> _Exercise material_
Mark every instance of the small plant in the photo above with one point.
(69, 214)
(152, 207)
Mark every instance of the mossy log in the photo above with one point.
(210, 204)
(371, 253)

> _Task_
Restate all of the entries above precisely.

> _The completed task_
Mark every instance of the small plant in the photo above with one point.
(69, 214)
(152, 207)
Mark every instance of the mossy log in the photo above with one point.
(210, 204)
(371, 253)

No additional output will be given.